**TASK DETAILS:** Down to the last line, transcribe the records verbatim and exclude the images.

**DATA:**
===============
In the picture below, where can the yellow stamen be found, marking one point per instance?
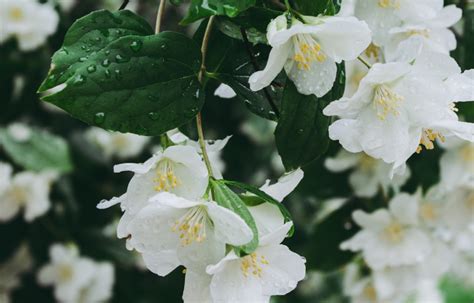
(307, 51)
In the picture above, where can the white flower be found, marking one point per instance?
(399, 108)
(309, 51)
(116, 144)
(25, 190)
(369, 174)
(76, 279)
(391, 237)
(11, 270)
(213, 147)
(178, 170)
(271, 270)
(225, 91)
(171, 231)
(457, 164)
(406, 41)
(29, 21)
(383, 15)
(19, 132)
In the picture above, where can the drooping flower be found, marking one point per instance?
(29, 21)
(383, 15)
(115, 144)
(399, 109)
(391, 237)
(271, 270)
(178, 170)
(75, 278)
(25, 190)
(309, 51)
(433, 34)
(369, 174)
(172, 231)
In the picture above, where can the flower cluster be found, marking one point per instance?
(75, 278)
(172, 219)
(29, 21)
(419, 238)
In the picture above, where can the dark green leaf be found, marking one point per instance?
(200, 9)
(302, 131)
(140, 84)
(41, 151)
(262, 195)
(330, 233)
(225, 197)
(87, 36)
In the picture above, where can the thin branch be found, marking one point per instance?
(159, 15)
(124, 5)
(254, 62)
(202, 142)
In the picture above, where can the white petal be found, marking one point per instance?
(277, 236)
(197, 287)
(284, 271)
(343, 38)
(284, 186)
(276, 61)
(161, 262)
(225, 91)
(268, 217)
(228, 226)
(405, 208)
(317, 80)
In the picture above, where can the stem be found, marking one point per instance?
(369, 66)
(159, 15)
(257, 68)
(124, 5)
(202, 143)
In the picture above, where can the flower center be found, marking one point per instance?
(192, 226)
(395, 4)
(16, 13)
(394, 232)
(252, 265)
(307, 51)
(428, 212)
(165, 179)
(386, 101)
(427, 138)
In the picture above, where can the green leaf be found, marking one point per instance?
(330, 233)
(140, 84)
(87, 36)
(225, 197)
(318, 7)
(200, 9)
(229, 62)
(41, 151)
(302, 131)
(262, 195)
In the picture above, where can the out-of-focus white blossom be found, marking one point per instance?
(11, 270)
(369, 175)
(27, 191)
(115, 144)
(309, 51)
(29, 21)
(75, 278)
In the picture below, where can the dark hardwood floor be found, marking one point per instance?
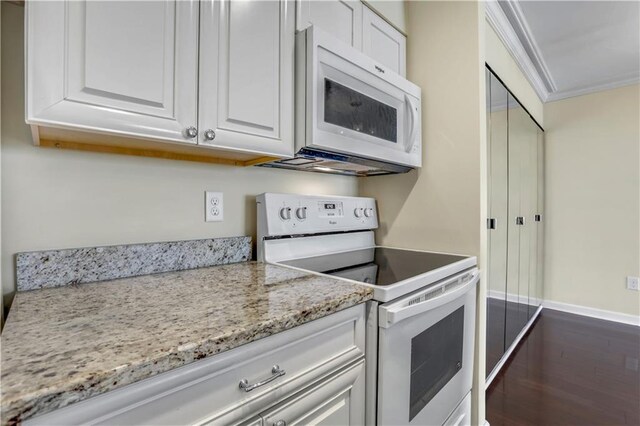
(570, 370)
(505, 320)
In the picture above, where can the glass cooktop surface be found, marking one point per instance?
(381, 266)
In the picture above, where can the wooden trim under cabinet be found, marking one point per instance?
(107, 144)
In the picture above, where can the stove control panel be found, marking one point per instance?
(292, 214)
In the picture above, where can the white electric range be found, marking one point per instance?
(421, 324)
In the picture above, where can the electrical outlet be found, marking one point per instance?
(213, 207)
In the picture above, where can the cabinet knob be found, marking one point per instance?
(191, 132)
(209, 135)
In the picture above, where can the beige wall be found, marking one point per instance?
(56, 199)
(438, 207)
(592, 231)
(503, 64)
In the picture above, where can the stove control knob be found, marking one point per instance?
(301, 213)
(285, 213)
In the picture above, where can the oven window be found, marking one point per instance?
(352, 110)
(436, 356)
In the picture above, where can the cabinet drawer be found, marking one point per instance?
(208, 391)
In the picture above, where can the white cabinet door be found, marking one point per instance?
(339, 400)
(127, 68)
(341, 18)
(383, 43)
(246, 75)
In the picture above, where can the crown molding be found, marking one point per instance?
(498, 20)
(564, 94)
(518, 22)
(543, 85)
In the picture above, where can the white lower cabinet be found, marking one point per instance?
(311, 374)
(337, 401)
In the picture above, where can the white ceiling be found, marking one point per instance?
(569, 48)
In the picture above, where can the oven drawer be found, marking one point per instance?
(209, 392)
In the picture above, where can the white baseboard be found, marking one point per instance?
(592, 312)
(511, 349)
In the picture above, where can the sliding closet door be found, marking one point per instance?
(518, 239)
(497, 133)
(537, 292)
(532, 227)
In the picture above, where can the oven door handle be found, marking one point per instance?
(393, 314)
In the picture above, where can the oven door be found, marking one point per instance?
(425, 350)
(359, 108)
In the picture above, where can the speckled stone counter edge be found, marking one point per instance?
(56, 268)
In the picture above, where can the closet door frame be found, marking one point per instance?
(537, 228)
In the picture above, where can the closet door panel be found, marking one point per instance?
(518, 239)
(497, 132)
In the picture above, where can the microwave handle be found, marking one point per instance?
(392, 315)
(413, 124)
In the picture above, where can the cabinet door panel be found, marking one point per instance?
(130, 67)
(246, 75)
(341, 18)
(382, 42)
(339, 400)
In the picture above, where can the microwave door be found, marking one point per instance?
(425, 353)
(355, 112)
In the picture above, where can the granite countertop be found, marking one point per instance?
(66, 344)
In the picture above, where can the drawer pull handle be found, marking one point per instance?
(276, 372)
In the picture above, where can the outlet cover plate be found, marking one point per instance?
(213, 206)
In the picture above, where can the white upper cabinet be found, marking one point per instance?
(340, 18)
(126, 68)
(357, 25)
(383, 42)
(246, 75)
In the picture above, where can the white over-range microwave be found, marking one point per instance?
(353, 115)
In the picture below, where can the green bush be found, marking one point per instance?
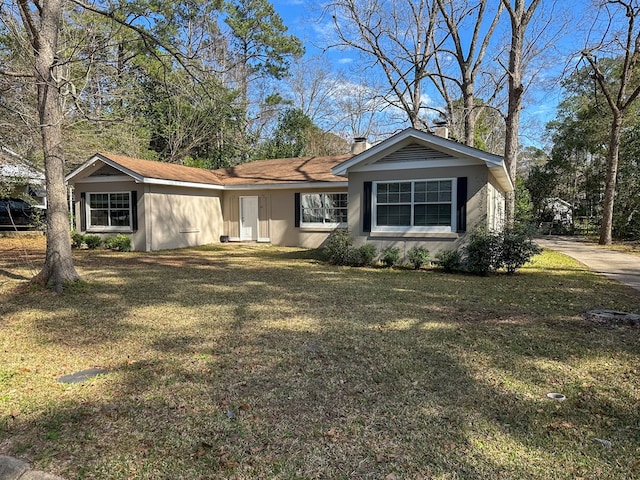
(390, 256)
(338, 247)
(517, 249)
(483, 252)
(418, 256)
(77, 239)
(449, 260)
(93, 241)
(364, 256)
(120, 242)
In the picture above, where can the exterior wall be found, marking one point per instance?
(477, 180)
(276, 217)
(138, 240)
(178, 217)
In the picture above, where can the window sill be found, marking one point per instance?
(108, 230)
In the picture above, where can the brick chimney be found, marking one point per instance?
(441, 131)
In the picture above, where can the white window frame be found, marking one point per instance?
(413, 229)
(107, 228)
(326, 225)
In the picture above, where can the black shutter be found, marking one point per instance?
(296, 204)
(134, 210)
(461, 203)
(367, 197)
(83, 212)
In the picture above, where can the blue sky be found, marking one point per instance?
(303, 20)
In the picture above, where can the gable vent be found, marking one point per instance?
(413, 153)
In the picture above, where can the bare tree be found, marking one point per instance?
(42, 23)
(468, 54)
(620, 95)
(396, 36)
===============
**RESPONSE AREA:**
In the picture below, where can the yellow stamen be found, marking one point per instance?
(307, 51)
In the picture above, where can the white flower be found, marking one point per instance?
(399, 108)
(309, 51)
(116, 144)
(25, 190)
(369, 174)
(76, 279)
(391, 237)
(11, 270)
(213, 147)
(178, 170)
(271, 270)
(225, 91)
(171, 231)
(457, 164)
(406, 41)
(29, 21)
(383, 15)
(19, 132)
In the picture above, where can the drooping flower be found, marking one point per instance?
(29, 21)
(383, 15)
(115, 144)
(399, 109)
(391, 237)
(271, 270)
(178, 170)
(75, 278)
(25, 190)
(309, 51)
(433, 34)
(369, 174)
(172, 231)
In the picture above, where can the flower cluster be found, marking one point per instance?
(75, 278)
(172, 219)
(29, 21)
(419, 238)
In the picture above, where can the dark green leaf be found, marking one point per instance?
(200, 9)
(302, 131)
(140, 84)
(41, 151)
(262, 195)
(330, 233)
(225, 197)
(87, 36)
In the picture above, where can the thin branch be found, marking one point per instance?
(159, 15)
(124, 5)
(254, 62)
(202, 142)
In the picture above, where can the white petal be found, marking one point per instance?
(277, 236)
(197, 287)
(284, 271)
(343, 38)
(284, 186)
(276, 61)
(161, 262)
(225, 91)
(268, 217)
(228, 226)
(405, 208)
(317, 80)
In the picture above, where can the stem be found, marking one point per instance?
(369, 66)
(159, 15)
(257, 68)
(124, 5)
(202, 143)
In the picture above, where can the flower center be found, marking one point per instance?
(192, 226)
(395, 4)
(16, 13)
(394, 232)
(252, 265)
(307, 51)
(428, 212)
(165, 179)
(386, 101)
(427, 138)
In the picture above, where can the green leaf be found, marking one point per instance?
(330, 233)
(140, 84)
(87, 36)
(225, 197)
(318, 7)
(200, 9)
(229, 62)
(41, 151)
(302, 131)
(262, 195)
In the picture above, where can the out-of-focus white blossom be found, marking one point per instance?
(11, 270)
(369, 175)
(27, 191)
(115, 144)
(309, 51)
(29, 21)
(75, 278)
In the picture below, where can the dark hardwood floor be found, marking one point per instance?
(570, 370)
(505, 320)
In the picture above, where can the glass cooktop surface be found, marking one point per instance?
(381, 266)
In the picture above, where can the wooden trim under cabinet be found, marking one point per instance?
(107, 144)
In the picture above, where can the stove control panel be found, marking one point per instance?
(292, 214)
In the picture above, where can the white electric range be found, marking one point per instance?
(421, 324)
In the picture above, where can the electrical outlet be found, marking one point per instance?
(213, 207)
In the picture above, where can the cabinet knob be found, marking one point per instance?
(191, 132)
(209, 135)
In the picture above, where can the beige wall be found, marking one point per instance?
(56, 199)
(438, 207)
(592, 231)
(503, 64)
In the picture above, where can the stove control knob be found, marking one point per instance?
(301, 213)
(285, 213)
In the picture above, where can the oven window be found, marking one point per instance?
(352, 110)
(436, 356)
In the picture above, where can the cabinet drawer be found, marking one point per instance?
(208, 391)
In the picture above, where can the white cabinet door be found, marking one point per instance?
(339, 400)
(127, 68)
(341, 18)
(383, 43)
(246, 75)
In the picture above, where can the crown molding be found, marking one point per instance?
(498, 20)
(564, 94)
(518, 22)
(543, 85)
In the picture above, where can the white lower cabinet be found, marking one point per instance?
(311, 374)
(337, 401)
In the picture above, where can the white ceiling be found, marking one point per instance?
(569, 48)
In the picture above, where can the oven drawer be found, marking one point per instance?
(209, 392)
In the picture above, where can the white baseboard be found, marking one point per instance?
(592, 312)
(511, 349)
In the picture above, where can the sliding closet door be found, marking one point per instance?
(518, 239)
(497, 133)
(537, 292)
(532, 227)
In the picture above, where can the oven door handle be found, marking one point per instance?
(393, 314)
In the picture above, where can the oven door be found, marking one point per instance?
(425, 350)
(359, 108)
In the picture above, where can the speckled stone counter edge be found, marking one point per instance?
(56, 268)
In the picture above, where can the closet door frame be found, marking one point per instance?
(537, 228)
In the picture above, where can the closet door panel be found, marking one point per instance?
(518, 239)
(497, 132)
In the picture above, where can the microwave handle be found, marking one point per instance?
(392, 315)
(413, 124)
In the picture above, where can the cabinet door panel be found, marking one point per instance?
(130, 67)
(246, 75)
(341, 18)
(382, 42)
(339, 400)
In the picture above, where can the microwave door be found, marking one point per instance?
(425, 353)
(355, 112)
In the picture above, where can the granite countertop be found, marking one point per instance?
(66, 344)
In the picture above, where can the drawer pull handle be found, marking one point per instance?
(276, 372)
In the picture above, where can the outlet cover plate be found, marking one point per instance?
(213, 206)
In the picture above, where can the white upper cabinet be found, marking one point per instance?
(340, 18)
(126, 68)
(357, 25)
(383, 42)
(246, 75)
In the picture above, where can the white over-range microwave be found, marking one point per instance?
(353, 115)
In the picture below, where can the green bush be found, marking one point per instance?
(390, 256)
(338, 247)
(517, 249)
(483, 252)
(418, 256)
(77, 239)
(449, 260)
(93, 241)
(364, 256)
(120, 242)
In the picture above, where can the exterior wall be found, marking one point per instance?
(477, 180)
(276, 217)
(138, 240)
(178, 217)
In the picture above, where can the window sill be found, marking one point per instance?
(108, 230)
In the picture above, where can the brick chimney be found, marking one point per instance?
(441, 131)
In the picture above, where can the white window frame be found, marking one point per instance?
(413, 229)
(107, 228)
(326, 225)
In the picture above, where can the black shutter be found, marking one point per instance?
(296, 204)
(134, 210)
(461, 203)
(367, 197)
(83, 212)
In the picture above, where can the blue sky be found, marking one point per instance?
(303, 20)
In the picture above, where can the gable vent be found, marking one point per instance?
(413, 153)
In the picture above, where can the bare tree be found, marking one point per instance?
(42, 23)
(468, 54)
(620, 95)
(396, 36)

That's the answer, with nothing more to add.